Start of Excerpted data
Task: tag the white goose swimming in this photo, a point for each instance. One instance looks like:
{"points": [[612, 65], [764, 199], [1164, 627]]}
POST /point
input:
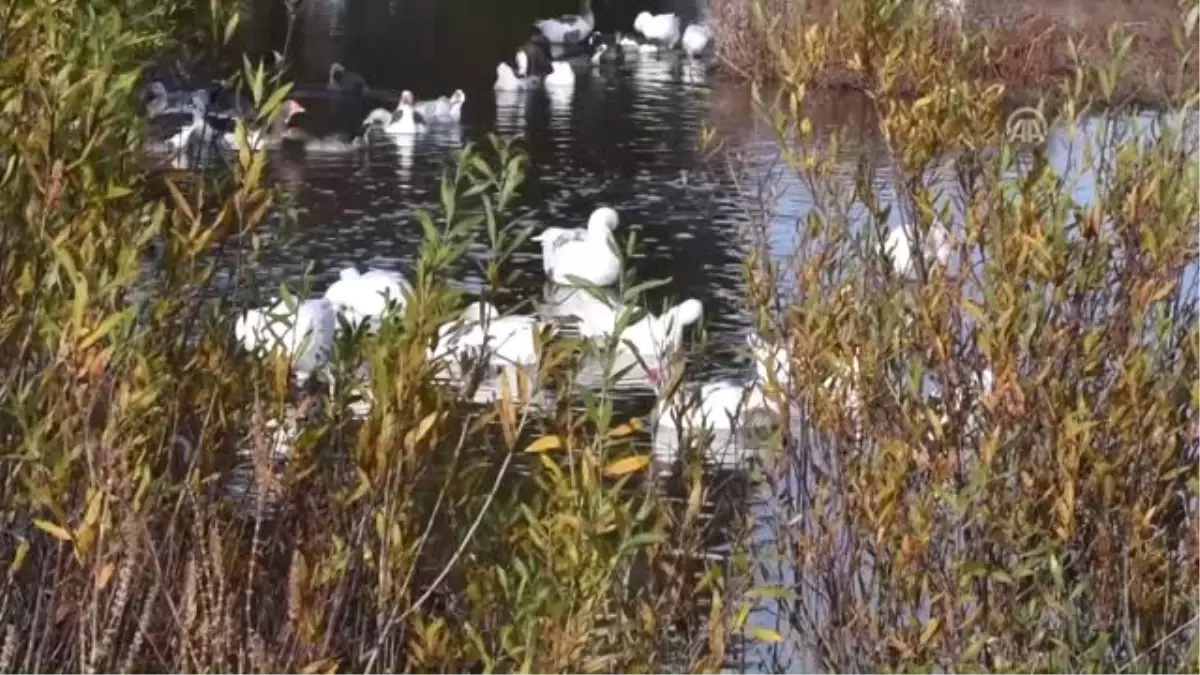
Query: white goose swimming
{"points": [[661, 29], [569, 29], [507, 79], [587, 254], [561, 76], [365, 297], [405, 120], [899, 249], [305, 335], [443, 108], [723, 405], [507, 339], [696, 39], [655, 339]]}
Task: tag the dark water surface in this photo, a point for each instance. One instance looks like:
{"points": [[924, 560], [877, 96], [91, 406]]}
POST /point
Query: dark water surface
{"points": [[628, 137]]}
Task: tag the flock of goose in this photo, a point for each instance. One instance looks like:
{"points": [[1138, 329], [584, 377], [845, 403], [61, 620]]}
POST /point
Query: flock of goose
{"points": [[579, 263], [576, 261], [549, 58]]}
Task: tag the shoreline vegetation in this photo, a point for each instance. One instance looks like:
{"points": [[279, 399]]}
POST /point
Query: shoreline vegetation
{"points": [[993, 378], [1029, 47]]}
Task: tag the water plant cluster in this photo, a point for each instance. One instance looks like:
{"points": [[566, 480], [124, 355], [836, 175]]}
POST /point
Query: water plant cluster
{"points": [[1013, 483], [991, 465]]}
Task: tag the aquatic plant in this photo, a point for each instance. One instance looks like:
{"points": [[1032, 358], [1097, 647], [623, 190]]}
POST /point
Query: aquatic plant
{"points": [[1017, 488], [431, 535]]}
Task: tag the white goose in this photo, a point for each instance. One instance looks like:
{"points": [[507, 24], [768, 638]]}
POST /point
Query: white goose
{"points": [[509, 340], [306, 335], [443, 108], [655, 339], [587, 254], [405, 120], [569, 29], [721, 405], [696, 39], [561, 76], [366, 297], [507, 79], [661, 29], [899, 249]]}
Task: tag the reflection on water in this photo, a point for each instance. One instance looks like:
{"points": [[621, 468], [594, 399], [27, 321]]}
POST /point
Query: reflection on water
{"points": [[625, 136]]}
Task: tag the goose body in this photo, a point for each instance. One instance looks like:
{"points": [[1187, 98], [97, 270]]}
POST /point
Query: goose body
{"points": [[306, 335], [507, 79], [587, 254], [719, 406], [365, 297], [481, 330], [160, 101], [696, 39], [405, 120], [655, 339], [562, 75], [443, 108], [663, 29], [899, 249], [569, 29]]}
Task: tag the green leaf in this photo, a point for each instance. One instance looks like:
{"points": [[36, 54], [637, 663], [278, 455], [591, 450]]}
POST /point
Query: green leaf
{"points": [[765, 634], [53, 530], [544, 444]]}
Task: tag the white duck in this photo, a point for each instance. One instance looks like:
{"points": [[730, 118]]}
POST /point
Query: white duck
{"points": [[561, 76], [306, 335], [696, 39], [569, 29], [587, 254], [899, 249], [162, 102], [721, 405], [661, 29], [507, 79], [655, 339], [366, 297], [443, 108], [510, 340], [405, 120]]}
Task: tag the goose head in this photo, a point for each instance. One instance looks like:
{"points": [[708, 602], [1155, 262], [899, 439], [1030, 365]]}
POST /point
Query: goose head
{"points": [[336, 73], [155, 95], [480, 311], [684, 314], [247, 327], [642, 21], [603, 221], [769, 359]]}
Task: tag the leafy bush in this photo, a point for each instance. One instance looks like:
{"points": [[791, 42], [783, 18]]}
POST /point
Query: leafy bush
{"points": [[432, 535], [1015, 487]]}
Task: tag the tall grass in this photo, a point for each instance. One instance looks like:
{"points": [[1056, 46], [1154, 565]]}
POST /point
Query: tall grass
{"points": [[433, 535], [1044, 521]]}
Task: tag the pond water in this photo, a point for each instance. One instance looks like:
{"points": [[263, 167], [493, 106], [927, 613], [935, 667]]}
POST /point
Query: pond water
{"points": [[628, 137]]}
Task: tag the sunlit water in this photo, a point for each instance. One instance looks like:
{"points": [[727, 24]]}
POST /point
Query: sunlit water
{"points": [[628, 137]]}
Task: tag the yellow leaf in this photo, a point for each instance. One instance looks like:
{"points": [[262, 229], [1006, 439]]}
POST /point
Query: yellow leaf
{"points": [[53, 530], [545, 443], [413, 437], [323, 665], [628, 465], [103, 575], [631, 426], [18, 557], [765, 634]]}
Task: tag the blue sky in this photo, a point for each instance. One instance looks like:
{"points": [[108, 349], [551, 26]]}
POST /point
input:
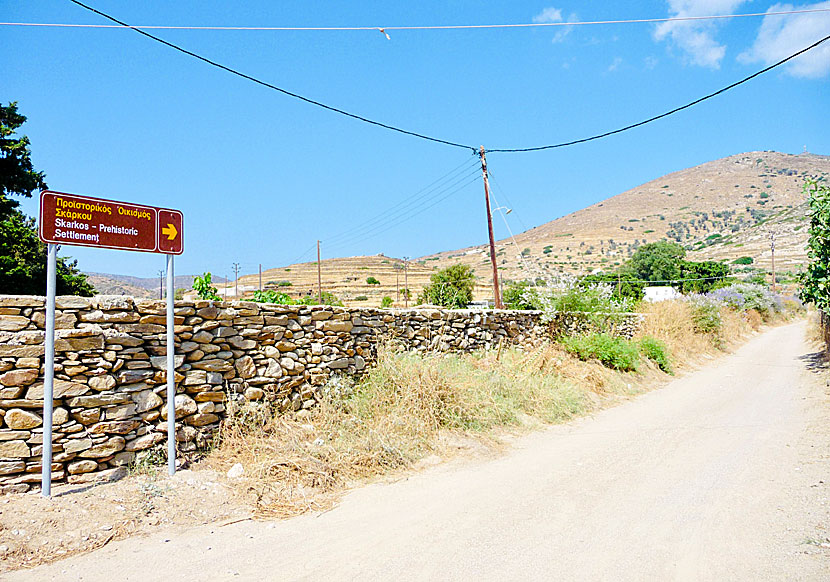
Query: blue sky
{"points": [[260, 176]]}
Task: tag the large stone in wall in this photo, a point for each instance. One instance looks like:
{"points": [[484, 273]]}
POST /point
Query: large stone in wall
{"points": [[245, 367], [60, 389], [16, 351], [19, 419], [102, 382], [213, 365], [14, 450], [146, 400], [336, 325], [144, 442], [184, 405], [19, 377], [13, 322], [105, 449]]}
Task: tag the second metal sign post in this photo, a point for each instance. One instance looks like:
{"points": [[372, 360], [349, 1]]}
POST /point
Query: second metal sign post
{"points": [[69, 219]]}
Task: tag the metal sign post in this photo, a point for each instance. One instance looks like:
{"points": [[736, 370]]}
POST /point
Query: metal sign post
{"points": [[69, 219], [171, 373], [48, 371]]}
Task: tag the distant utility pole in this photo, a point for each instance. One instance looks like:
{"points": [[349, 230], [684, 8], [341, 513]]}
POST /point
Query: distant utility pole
{"points": [[496, 292], [236, 279], [406, 281], [772, 248], [319, 275]]}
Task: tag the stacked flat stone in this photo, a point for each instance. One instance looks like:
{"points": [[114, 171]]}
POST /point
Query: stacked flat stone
{"points": [[110, 369]]}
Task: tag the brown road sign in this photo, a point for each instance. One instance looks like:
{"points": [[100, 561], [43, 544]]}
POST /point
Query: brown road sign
{"points": [[69, 219], [170, 233]]}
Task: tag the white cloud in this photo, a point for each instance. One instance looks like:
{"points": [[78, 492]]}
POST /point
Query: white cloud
{"points": [[554, 15], [781, 36], [697, 38]]}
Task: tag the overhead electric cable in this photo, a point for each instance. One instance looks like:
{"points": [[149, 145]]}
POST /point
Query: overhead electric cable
{"points": [[404, 215], [269, 85], [667, 113], [429, 27], [386, 227], [434, 139], [411, 200]]}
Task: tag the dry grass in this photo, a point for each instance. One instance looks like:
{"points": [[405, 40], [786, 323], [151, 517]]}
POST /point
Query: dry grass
{"points": [[401, 412], [412, 406]]}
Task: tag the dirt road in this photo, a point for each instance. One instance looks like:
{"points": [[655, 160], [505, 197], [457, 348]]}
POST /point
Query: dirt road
{"points": [[721, 475]]}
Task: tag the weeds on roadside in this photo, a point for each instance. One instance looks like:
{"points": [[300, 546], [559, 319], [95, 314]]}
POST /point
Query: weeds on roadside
{"points": [[397, 414], [657, 352], [614, 352]]}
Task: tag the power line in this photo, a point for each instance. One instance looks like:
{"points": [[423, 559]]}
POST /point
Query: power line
{"points": [[434, 139], [384, 29], [270, 86], [405, 218], [405, 215], [410, 201], [666, 114]]}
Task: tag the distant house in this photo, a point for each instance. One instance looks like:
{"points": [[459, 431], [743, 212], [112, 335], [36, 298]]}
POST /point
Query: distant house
{"points": [[655, 294]]}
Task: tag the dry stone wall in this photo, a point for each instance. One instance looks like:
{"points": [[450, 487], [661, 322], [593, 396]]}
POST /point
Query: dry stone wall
{"points": [[110, 369]]}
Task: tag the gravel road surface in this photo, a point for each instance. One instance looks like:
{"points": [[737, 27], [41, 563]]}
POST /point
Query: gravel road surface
{"points": [[720, 475]]}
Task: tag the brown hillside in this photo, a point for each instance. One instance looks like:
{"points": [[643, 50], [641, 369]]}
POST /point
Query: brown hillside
{"points": [[345, 277], [720, 210]]}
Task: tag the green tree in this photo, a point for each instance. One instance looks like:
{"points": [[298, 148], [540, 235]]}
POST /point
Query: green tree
{"points": [[514, 297], [450, 287], [22, 254], [659, 261], [204, 287], [702, 277], [815, 281], [624, 284]]}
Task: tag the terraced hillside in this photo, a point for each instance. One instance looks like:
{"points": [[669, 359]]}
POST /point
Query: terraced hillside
{"points": [[725, 209], [345, 277]]}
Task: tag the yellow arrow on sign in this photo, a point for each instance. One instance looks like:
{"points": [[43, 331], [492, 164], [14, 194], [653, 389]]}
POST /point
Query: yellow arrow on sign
{"points": [[170, 231]]}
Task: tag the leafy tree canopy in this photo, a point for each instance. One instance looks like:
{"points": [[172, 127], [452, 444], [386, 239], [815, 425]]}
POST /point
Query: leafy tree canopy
{"points": [[450, 287], [815, 281], [22, 254], [657, 261]]}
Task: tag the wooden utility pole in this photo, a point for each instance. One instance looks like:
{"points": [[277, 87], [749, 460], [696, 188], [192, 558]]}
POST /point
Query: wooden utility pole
{"points": [[772, 248], [496, 291], [319, 275], [406, 281], [236, 280]]}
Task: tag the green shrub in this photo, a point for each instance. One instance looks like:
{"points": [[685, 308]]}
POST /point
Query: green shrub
{"points": [[657, 352], [706, 314], [204, 288], [615, 353]]}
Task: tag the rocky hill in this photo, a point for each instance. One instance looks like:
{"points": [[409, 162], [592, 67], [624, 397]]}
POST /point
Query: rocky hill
{"points": [[109, 284], [721, 210]]}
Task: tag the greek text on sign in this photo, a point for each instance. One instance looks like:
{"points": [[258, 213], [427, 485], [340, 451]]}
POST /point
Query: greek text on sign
{"points": [[80, 220]]}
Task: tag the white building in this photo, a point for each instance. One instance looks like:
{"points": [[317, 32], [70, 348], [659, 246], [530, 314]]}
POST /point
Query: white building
{"points": [[655, 294]]}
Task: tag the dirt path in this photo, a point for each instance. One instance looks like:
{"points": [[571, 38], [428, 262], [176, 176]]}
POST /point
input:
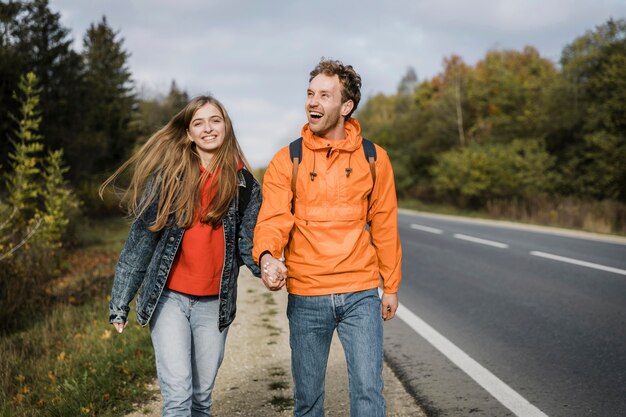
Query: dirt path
{"points": [[255, 378]]}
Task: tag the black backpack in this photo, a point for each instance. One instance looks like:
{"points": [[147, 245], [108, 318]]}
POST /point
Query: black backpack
{"points": [[295, 153]]}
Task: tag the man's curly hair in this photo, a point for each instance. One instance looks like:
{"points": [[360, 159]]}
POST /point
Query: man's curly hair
{"points": [[350, 80]]}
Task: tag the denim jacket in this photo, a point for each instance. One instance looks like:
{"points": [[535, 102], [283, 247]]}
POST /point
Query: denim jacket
{"points": [[147, 257]]}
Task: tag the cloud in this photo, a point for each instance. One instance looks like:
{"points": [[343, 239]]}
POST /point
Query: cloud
{"points": [[256, 56]]}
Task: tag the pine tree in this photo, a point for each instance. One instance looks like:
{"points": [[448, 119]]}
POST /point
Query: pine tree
{"points": [[39, 200], [109, 96], [34, 40]]}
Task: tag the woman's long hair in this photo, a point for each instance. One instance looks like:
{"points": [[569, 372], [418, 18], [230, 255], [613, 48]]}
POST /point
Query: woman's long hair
{"points": [[172, 159]]}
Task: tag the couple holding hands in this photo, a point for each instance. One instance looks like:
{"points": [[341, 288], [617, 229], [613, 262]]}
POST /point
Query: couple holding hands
{"points": [[329, 235]]}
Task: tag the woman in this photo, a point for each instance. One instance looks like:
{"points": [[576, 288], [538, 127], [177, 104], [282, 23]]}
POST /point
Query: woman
{"points": [[194, 207]]}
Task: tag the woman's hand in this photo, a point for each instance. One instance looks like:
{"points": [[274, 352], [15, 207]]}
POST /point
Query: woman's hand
{"points": [[273, 272], [119, 327]]}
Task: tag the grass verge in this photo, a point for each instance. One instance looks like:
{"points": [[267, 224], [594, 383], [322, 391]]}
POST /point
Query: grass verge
{"points": [[68, 361]]}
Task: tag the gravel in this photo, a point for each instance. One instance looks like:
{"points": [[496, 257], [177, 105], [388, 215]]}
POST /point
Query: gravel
{"points": [[255, 377]]}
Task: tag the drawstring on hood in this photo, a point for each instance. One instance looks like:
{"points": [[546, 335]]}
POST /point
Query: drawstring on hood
{"points": [[352, 131]]}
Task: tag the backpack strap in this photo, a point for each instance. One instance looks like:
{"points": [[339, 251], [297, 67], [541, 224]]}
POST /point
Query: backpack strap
{"points": [[370, 154], [245, 193], [295, 154]]}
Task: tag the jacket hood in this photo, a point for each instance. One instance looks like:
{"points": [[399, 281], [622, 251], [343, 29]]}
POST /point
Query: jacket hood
{"points": [[350, 143]]}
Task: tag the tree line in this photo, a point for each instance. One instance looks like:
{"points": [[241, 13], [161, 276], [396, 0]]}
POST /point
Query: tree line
{"points": [[67, 119], [513, 127]]}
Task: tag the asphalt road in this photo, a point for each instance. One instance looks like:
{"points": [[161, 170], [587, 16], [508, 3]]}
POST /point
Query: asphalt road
{"points": [[543, 313]]}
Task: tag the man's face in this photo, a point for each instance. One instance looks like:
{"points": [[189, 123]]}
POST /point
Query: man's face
{"points": [[324, 108]]}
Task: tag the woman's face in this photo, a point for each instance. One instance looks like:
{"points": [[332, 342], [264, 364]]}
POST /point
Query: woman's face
{"points": [[207, 130]]}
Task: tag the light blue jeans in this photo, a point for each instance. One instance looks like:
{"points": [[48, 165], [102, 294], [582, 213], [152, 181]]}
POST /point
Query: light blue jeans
{"points": [[357, 318], [189, 350]]}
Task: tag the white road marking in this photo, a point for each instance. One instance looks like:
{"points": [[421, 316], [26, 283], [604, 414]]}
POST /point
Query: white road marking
{"points": [[578, 262], [481, 241], [426, 229], [496, 387]]}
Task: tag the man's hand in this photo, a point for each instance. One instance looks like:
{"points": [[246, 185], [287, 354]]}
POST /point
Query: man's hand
{"points": [[119, 327], [273, 272], [389, 306]]}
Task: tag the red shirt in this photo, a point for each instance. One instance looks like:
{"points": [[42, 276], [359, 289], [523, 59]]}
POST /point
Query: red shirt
{"points": [[197, 268]]}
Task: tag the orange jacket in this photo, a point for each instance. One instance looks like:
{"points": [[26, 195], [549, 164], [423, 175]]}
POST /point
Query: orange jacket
{"points": [[327, 248]]}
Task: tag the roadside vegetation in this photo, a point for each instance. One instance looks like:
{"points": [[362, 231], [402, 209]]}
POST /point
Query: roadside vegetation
{"points": [[67, 361], [514, 136]]}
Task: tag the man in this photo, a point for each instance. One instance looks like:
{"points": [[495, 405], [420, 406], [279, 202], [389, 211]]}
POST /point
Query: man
{"points": [[334, 263]]}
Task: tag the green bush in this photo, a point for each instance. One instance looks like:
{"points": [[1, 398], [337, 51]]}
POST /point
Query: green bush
{"points": [[36, 212]]}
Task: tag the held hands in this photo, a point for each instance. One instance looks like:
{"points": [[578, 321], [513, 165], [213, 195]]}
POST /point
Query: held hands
{"points": [[273, 272], [119, 327], [389, 306]]}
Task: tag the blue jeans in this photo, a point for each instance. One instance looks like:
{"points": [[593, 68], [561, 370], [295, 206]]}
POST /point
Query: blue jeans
{"points": [[189, 349], [357, 318]]}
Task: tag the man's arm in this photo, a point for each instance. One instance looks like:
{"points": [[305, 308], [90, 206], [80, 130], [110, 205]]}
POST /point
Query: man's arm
{"points": [[275, 220], [383, 220]]}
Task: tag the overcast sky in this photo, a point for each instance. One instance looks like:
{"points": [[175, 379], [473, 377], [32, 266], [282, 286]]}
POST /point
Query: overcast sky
End of Excerpted data
Work request — Only the lines that contain the string "overcast" are to be copied from the records.

Solved problem —
Task: tag the overcast sky in this photo, a point for each instance. One instance looks like:
Query: overcast sky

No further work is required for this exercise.